» SOURCE DATA:
********

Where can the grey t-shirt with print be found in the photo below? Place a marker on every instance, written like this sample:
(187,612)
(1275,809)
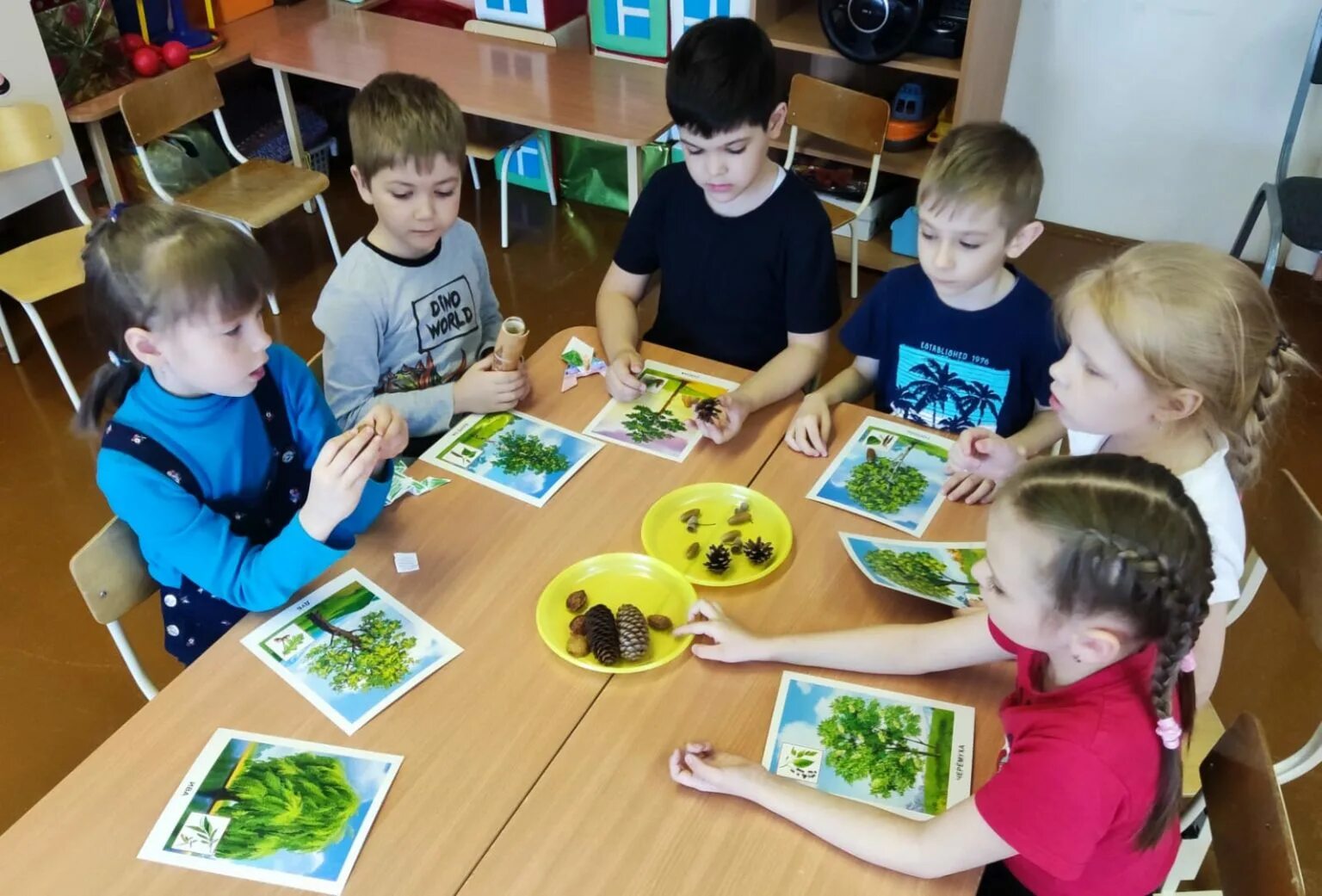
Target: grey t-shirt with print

********

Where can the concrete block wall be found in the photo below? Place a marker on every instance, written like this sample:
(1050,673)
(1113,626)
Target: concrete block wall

********

» TO BE DONE: Copy out the lines from the one containing "Where can the concrete" through the one containing "Target: concrete block wall", substituting "cinder block wall" for "concrete block wall" and leaving everything else as it is.

» THE OUTPUT:
Where can the cinder block wall be found in the photo below? Place a marker on every instance, written like this sample:
(1050,673)
(1113,626)
Target: cinder block wall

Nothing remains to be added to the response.